- [SOURCE DOCUMENT]:
=-=-=

Key Experimental Results¶

Dataset¶

Small molecule dataset: From PDBBind, consisting of 14,348 protein-ligand complexes.
Peptide dataset: From RCSB PDB / Propedia / PepBDB, consisting of 20,033 complexes (ligand < 30 residues).
Train/validation sets were split by clustering using a receptor sequence homology threshold of 0.3.

Main Results¶

Method	Co-design	Peptide Type	Stability Avg↓	Stability Med↓	Affinity Avg↓	Affinity Med↓	Diversity↑
Reference	N/A	Linear	-672.53	-634.71	-85.03	-78.70	N/A
RFDiffusion	✗	Linear	-633.51	-607.82	-70.30	-61.35	0.55
ProteinGenerator	✓	Linear	-576.39	-554.70	-46.98	-40.39	0.58
PepFlow	✓	Linear	-576.16	-498.31	-47.88	-42.40	0.70
PepGLAD	✓	Linear	-359.44	-310.33	-45.06	-38.56	0.79
CpSDE (Mix)	✓	Mixed Cyclic	-580.67	-527.80	-55.71	-48.42	0.79

Among all co-design methods, CpSDE performs best in both stability and affinity, while also achieving the highest diversity.

=-=-=

- [ENTRIES SUPPLIED]:
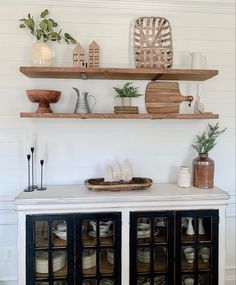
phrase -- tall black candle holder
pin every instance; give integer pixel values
(29, 188)
(40, 188)
(32, 163)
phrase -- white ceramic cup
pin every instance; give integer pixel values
(189, 254)
(189, 281)
(198, 61)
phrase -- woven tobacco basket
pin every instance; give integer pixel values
(153, 43)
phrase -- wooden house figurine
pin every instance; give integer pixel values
(94, 55)
(79, 56)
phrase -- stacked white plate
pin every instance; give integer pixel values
(61, 231)
(89, 259)
(144, 255)
(41, 262)
(110, 256)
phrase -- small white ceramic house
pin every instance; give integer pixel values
(94, 55)
(79, 56)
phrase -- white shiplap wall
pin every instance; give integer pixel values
(79, 149)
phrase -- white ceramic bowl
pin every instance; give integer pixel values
(143, 255)
(110, 256)
(89, 259)
(41, 261)
(205, 253)
(189, 254)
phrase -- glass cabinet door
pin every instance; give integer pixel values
(98, 251)
(49, 250)
(197, 247)
(151, 248)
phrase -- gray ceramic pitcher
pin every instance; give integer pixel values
(82, 105)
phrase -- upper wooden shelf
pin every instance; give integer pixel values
(118, 73)
(118, 116)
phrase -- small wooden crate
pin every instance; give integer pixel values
(153, 43)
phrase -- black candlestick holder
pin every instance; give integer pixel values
(32, 161)
(40, 188)
(29, 188)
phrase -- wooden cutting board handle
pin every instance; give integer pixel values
(164, 97)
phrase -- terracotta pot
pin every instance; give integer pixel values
(203, 171)
(42, 54)
(126, 101)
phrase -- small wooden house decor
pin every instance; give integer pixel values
(94, 55)
(79, 56)
(153, 43)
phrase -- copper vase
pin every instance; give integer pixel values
(203, 171)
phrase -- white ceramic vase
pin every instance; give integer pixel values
(42, 54)
(184, 177)
(190, 230)
(126, 101)
(201, 230)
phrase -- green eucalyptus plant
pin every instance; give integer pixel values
(127, 91)
(207, 140)
(45, 29)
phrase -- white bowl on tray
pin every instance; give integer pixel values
(88, 259)
(41, 262)
(144, 255)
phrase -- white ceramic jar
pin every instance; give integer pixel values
(184, 177)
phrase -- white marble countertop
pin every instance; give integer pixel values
(76, 194)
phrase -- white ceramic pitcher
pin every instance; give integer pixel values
(198, 61)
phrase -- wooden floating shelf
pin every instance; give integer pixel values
(118, 116)
(118, 73)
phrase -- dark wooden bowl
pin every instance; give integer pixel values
(44, 98)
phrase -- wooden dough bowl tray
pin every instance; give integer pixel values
(137, 183)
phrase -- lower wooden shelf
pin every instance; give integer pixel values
(118, 116)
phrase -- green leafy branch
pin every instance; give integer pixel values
(127, 91)
(45, 29)
(207, 140)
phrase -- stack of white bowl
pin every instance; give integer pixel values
(41, 261)
(144, 255)
(88, 259)
(110, 256)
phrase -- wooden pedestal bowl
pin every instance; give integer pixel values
(44, 98)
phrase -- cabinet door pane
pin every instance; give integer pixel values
(160, 259)
(197, 247)
(59, 229)
(41, 234)
(106, 261)
(98, 248)
(151, 248)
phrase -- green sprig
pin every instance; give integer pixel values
(45, 29)
(207, 140)
(127, 91)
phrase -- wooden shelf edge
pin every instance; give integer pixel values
(117, 116)
(118, 73)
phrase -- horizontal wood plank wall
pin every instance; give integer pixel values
(84, 147)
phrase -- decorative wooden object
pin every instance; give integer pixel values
(164, 98)
(137, 183)
(118, 73)
(94, 55)
(79, 56)
(126, 109)
(153, 43)
(44, 98)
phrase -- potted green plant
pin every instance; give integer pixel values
(203, 166)
(126, 92)
(44, 32)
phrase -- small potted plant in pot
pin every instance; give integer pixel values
(203, 166)
(127, 92)
(44, 32)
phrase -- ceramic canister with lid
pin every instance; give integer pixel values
(184, 177)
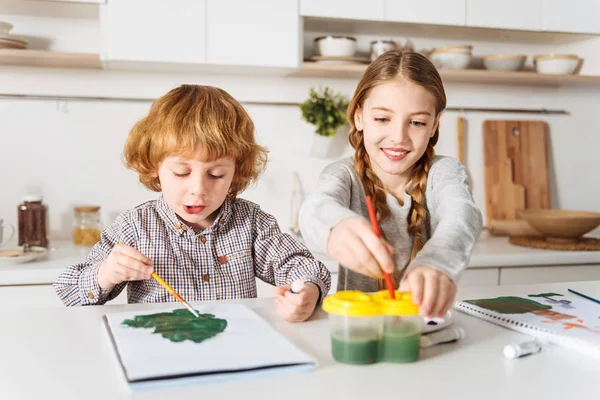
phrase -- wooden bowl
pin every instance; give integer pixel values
(561, 225)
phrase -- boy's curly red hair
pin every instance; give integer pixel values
(191, 119)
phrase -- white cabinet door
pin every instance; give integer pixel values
(343, 9)
(479, 277)
(505, 14)
(170, 31)
(581, 16)
(38, 296)
(566, 273)
(439, 12)
(253, 33)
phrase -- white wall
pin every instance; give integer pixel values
(71, 152)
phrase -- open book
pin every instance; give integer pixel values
(568, 321)
(229, 340)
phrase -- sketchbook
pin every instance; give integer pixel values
(567, 321)
(228, 341)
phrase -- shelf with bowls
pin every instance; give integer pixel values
(44, 58)
(355, 71)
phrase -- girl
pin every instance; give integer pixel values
(423, 202)
(197, 148)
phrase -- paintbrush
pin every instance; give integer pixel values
(373, 218)
(174, 293)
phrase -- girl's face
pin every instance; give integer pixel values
(397, 119)
(196, 189)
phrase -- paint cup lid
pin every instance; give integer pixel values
(351, 303)
(401, 305)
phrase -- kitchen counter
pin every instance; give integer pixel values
(489, 252)
(74, 358)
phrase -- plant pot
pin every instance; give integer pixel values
(330, 146)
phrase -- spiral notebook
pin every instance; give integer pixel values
(567, 321)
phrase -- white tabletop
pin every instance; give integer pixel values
(66, 353)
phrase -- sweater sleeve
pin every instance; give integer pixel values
(326, 207)
(456, 221)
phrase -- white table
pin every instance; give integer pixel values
(66, 353)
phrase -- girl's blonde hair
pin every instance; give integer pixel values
(417, 69)
(191, 119)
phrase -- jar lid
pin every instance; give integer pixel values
(32, 197)
(401, 305)
(86, 208)
(351, 303)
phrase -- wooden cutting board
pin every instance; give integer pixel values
(515, 156)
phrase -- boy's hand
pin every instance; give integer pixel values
(296, 307)
(124, 263)
(432, 290)
(354, 245)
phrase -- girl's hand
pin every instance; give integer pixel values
(123, 264)
(432, 290)
(354, 245)
(296, 307)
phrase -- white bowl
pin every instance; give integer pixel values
(467, 49)
(450, 59)
(504, 62)
(336, 46)
(560, 64)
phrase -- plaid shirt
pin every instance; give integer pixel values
(220, 262)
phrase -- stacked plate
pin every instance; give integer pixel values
(10, 42)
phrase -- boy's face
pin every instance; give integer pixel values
(196, 189)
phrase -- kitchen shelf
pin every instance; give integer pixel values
(44, 58)
(354, 71)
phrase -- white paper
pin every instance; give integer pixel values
(247, 342)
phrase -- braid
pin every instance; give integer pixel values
(418, 214)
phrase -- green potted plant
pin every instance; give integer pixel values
(326, 110)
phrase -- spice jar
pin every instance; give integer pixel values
(32, 221)
(86, 226)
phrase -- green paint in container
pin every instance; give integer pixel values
(356, 350)
(355, 320)
(402, 327)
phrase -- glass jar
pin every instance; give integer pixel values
(355, 321)
(86, 226)
(402, 327)
(32, 221)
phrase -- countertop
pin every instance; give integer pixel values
(73, 359)
(489, 252)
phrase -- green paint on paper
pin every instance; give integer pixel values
(510, 305)
(544, 295)
(180, 325)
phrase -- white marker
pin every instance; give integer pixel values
(444, 336)
(297, 286)
(513, 351)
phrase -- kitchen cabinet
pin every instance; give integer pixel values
(577, 16)
(564, 273)
(439, 12)
(162, 31)
(343, 9)
(38, 296)
(254, 33)
(507, 14)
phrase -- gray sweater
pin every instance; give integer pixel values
(455, 220)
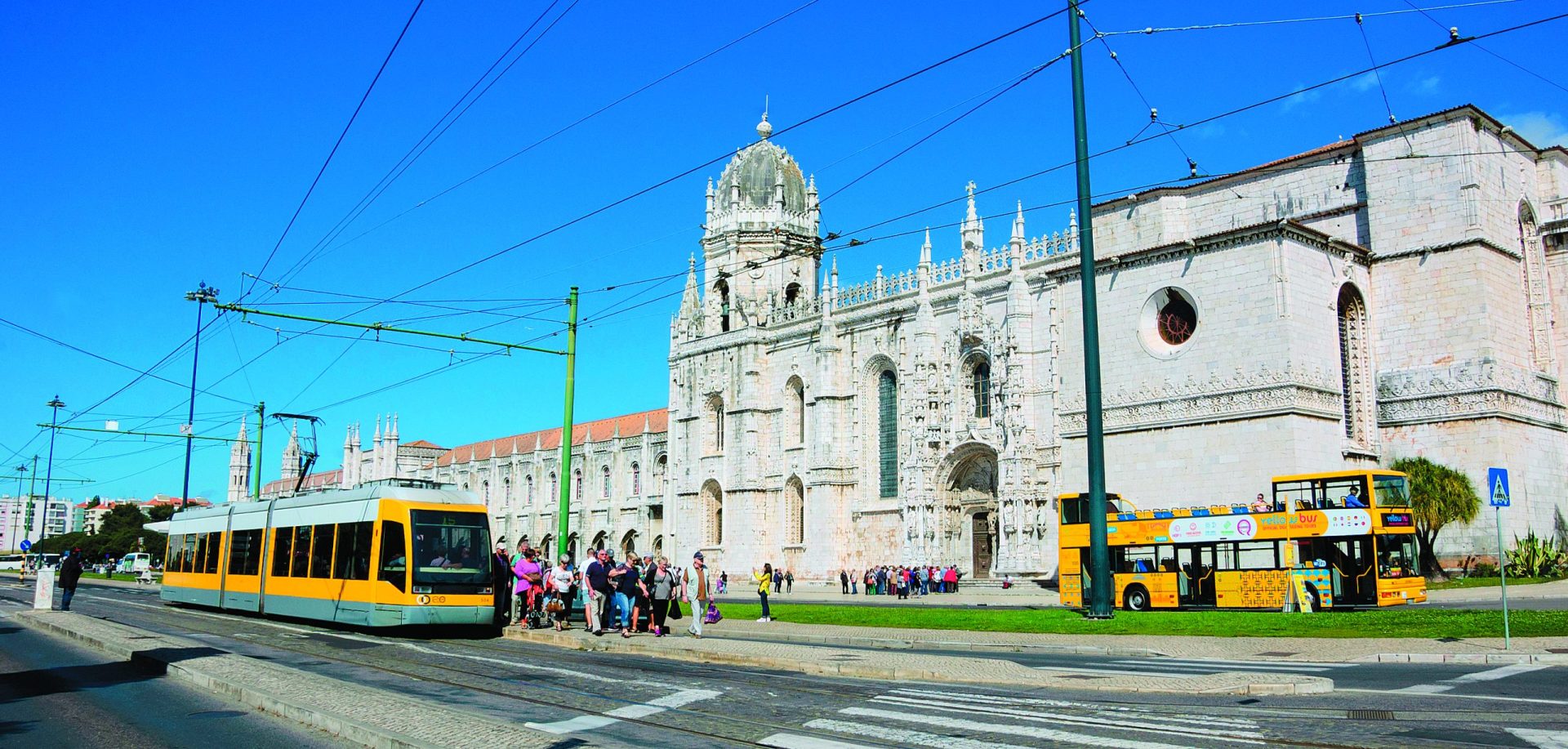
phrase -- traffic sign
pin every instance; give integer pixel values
(1498, 483)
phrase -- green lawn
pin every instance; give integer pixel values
(1486, 582)
(1392, 622)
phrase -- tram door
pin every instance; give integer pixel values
(1196, 580)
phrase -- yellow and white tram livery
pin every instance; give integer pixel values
(341, 556)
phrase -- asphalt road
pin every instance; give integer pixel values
(625, 701)
(54, 693)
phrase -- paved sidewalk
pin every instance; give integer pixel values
(1269, 649)
(911, 665)
(356, 713)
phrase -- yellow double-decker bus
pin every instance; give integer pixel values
(1344, 539)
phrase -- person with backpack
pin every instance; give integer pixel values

=-=-=

- [EXERCISE BRIEF]:
Decide whether each statement agrees with the results excerpt. For each, answer yes or no and quote the words that decide it.
1. The peptide dataset contains 20,033 complexes.
2. The train and validation sets were split at random.
3. The small molecule dataset comes from PDBBind.
Rely only on the results excerpt for what comes next.

- [WORKED SOLUTION]:
1. Yes: "consisting of 20,033 complexes (ligand < 30 residues)"
2. No: "split by clustering using a receptor sequence homology threshold of 0.3"
3. Yes: "From PDBBind, consisting of 14,348 protein-ligand complexes"